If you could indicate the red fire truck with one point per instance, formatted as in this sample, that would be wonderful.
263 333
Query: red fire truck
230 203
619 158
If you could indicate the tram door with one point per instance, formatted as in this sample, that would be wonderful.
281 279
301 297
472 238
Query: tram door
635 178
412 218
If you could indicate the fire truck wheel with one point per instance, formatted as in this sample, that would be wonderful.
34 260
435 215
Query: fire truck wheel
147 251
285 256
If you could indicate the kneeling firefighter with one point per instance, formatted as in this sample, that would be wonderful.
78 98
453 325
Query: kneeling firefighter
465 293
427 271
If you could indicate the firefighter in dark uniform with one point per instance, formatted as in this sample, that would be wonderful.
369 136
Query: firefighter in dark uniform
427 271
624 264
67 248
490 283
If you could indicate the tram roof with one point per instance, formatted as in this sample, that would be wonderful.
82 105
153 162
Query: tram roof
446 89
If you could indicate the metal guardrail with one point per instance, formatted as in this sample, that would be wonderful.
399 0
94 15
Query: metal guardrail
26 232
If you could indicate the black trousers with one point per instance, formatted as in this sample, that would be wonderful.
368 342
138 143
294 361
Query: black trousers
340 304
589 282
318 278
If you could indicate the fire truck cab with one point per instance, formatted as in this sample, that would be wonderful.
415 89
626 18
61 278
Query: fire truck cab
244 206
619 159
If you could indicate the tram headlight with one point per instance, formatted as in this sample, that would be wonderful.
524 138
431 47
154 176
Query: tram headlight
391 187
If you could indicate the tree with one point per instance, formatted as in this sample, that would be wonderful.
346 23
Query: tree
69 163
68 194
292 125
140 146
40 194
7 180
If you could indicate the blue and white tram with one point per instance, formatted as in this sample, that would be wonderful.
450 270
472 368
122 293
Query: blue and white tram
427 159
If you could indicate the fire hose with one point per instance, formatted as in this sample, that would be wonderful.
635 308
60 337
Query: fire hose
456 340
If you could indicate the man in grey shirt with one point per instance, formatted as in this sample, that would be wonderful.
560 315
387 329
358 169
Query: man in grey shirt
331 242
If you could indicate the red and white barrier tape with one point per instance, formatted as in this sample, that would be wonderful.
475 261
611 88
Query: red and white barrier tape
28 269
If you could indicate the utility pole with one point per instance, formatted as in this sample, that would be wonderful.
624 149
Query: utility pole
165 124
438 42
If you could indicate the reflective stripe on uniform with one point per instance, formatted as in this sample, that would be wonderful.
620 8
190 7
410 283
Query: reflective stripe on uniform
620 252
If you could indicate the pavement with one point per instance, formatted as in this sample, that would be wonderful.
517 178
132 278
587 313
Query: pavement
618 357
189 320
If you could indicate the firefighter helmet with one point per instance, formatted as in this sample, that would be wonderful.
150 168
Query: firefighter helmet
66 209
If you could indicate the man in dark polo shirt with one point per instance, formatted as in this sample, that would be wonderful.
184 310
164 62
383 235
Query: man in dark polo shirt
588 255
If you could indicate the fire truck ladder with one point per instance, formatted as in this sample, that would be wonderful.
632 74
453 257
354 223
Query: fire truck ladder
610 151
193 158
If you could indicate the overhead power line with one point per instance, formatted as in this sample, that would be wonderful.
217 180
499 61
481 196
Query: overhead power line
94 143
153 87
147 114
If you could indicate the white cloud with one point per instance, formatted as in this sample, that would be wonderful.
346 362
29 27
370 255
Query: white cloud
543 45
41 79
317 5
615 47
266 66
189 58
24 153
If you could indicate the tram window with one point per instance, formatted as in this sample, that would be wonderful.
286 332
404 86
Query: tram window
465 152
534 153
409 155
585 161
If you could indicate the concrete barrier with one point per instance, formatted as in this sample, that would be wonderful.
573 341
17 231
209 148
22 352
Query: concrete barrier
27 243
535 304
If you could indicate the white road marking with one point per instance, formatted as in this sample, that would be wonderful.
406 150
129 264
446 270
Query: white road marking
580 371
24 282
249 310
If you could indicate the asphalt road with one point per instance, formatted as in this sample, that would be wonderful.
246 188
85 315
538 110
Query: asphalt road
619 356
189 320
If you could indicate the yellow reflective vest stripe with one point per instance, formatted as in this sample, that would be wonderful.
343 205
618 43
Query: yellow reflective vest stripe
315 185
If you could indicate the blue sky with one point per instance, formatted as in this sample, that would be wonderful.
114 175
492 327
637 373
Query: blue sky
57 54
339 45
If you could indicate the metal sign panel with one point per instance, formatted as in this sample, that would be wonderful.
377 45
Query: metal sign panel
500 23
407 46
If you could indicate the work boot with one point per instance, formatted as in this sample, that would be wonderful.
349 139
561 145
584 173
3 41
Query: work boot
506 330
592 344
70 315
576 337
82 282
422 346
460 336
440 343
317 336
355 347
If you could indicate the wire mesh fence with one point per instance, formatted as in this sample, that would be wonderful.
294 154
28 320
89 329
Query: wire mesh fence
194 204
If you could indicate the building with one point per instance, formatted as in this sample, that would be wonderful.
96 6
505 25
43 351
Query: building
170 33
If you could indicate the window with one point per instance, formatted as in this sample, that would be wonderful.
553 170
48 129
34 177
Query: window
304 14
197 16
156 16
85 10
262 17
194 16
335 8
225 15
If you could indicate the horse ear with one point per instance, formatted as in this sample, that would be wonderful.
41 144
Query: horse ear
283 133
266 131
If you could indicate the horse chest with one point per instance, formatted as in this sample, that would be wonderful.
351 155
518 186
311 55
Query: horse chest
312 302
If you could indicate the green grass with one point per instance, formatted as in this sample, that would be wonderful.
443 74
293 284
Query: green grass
....
Goal: Please reproduce the listing above word for word, keeping every line in its original order.

Finished exercise:
If you could indicate the red fire truck with one point per instance, formatted as in this sample, that would be wonderful.
263 333
Query: red fire truck
230 203
619 158
If you could indicate the tram door with one point per instance, formatted as in this sample, that would be wonderful.
281 279
301 297
472 238
Query: tram door
635 178
412 218
If you could indicate the fire truck wheel with one point per instance, formatted as in this sample, that would be wonderful.
34 260
435 215
Query: fire truck wheel
147 251
285 256
If you could indicate the kneeling firefighter with one point per instance, formatted as in this sample, that would be wonderful.
78 98
453 325
Query: kneeling firefighter
465 293
427 271
If you could indicate the firefighter in dark uniform with one point per instance, formatted as in this sample, that would be wonderful.
369 136
Query: firefighter in dark uniform
427 271
624 264
67 248
490 283
If you could indicate the tram roof with one point per instance, formatted as in this sample, that would be wonderful.
82 105
153 162
Query: tram roof
446 89
If you could indicate the metal guardrail with one point per instance, formatted as in this sample, that would be wonderful.
399 0
94 15
Query: metal guardrail
26 232
If you could indicate the black trousers with one point per instance, formatted as in this sample, that would be wonderful.
368 342
138 143
294 361
Query: black trousers
340 304
589 282
318 278
If you could indicate the fire truck cab with one point per instance, formatted as in this sample, that would be wonderful.
415 89
626 18
61 278
Query: fire truck cab
244 206
619 159
If you could indicate the tram headlight with one point per instance, formatted as in this sample, that would be wonderful.
524 138
431 47
154 176
Query: tram headlight
391 187
If you could indicate the tree with one point per instance, formatted as in this sample, that would be wonderful.
346 23
Query: tree
69 163
68 194
292 125
140 146
40 194
7 180
If you could indicate the blue and white tram with one point per instance, formatted as in this sample, that would be wonderful.
450 270
472 368
122 293
Query: blue and white tram
427 159
If you could indicate the fire hose with one point per instance, formatted as in this sample, that would be wonderful.
635 308
60 337
Query: fire hose
456 340
If you could indicate the man in grey shirt with one point per instance, formatted as in this sample, that would be wonderful.
560 315
387 329
358 169
Query: man in grey shirt
331 242
If you could indicate the red and white barrier tape with one point per instance, formatted as in this sample, that would be wonderful.
475 261
611 88
Query: red and white barrier tape
28 269
If you could indicate the utility pole with one point per instance, formatted as in this sample, that would be wonderful.
624 149
Query: utility pole
165 124
438 42
If you could indicate the reflective stripe on uniform with one point per instance, formatted as in this sample, that would be wonderful.
620 8
190 7
410 283
Query: reflective stripe on uniform
620 252
If you could indicate the pavement with one point per instance, formatted as in this sample, that would be wonderful.
517 178
132 278
587 313
Query: pavement
618 357
189 320
If you could indicate the firefighter helmet with one point per instance, formatted as in this sample, that would be wonderful.
150 168
Query: firefighter helmet
66 209
If you could indicate the man in dark polo shirt with one point per instance, formatted as in this sample, that would be wonderful.
184 310
164 62
383 235
Query: man in dark polo shirt
588 255
If you could indicate the fire truck ladder with one point per instance, formatted as in this sample, that would be wonderful.
632 74
453 257
354 223
Query: fire truck ladder
610 151
193 158
If you could indicate the overhead power line with one point per instance, formatted as in this sample, that would be wonderful.
217 180
499 61
481 196
Query: overhead power line
94 143
153 87
147 114
If you could indicate the white cloud with one point per instance, formatted as in this sample, that would be wonderful.
346 362
29 27
370 255
Query: white cloud
543 45
41 79
317 5
615 47
266 66
189 58
24 153
If you could indicate the tram window with one point per instance, formatted as in this sample, that would be wonderful.
286 332
404 86
Query: tram window
465 152
534 153
409 155
585 161
If you could indicate the concrete barrier with one point per instance, formatted as in this sample, that would be wonderful.
573 341
17 231
209 148
22 352
Query: concrete barrier
27 243
535 304
If you could indicate the white road marking with one point per instance, formatted as in this sample, that would be wonderful.
406 150
129 264
446 270
Query: white road marking
580 371
24 282
249 310
If you could indicate the asphalt road with one point per instance, formatted as in this sample, that would be wonderful.
246 188
85 315
538 110
Query: asphalt road
619 356
189 320
If you could indicate the yellow reflective vest stripe with one point per instance, formatted as in this sample, that would be wonderful.
343 205
618 43
Query: yellow reflective vest stripe
315 185
If you could indicate the blue sky with one point per instance, formatted as in this sample, that would be wonderful.
114 175
492 327
637 373
Query: blue sky
57 54
339 45
If you could indicate the metal sign panel with one point per instance, formatted as in this sample, that would be wonderful.
377 45
Query: metal sign panel
500 23
407 46
If you could indicate the work boot with one point per instance, formatted as in this sample, that would be wonderful.
349 139
561 145
584 173
3 41
Query: work boot
506 330
592 344
70 315
576 337
82 282
422 346
460 336
440 343
317 336
355 347
If you could indicate the wire mesh fence with one point per instance, formatted as in this sample, that would be wonderful.
294 154
28 320
89 329
Query: wire mesh fence
194 204
If you could indicate the building with one point per instance, formatted as in this sample, that would be wonderful.
96 6
505 25
43 351
Query: building
170 33
If you could indicate the window with one point per instance, formatted as in this sample, that would be wonderful.
553 170
48 129
34 177
Query: window
304 14
197 16
156 16
85 10
262 17
194 16
335 8
225 15
If you could indicate the horse ear with one point per instance, formatted as in this sample, that would be wonderful.
41 144
Query: horse ear
283 133
266 131
If you could indicate the horse chest with one point per instance, formatted as in this sample, that would be wonderful.
351 155
518 186
311 55
Query: horse chest
312 302
If you could indicate the green grass with one point per instance, formatted as in this sample, that would be wonderful.
443 74
293 284
Query: green grass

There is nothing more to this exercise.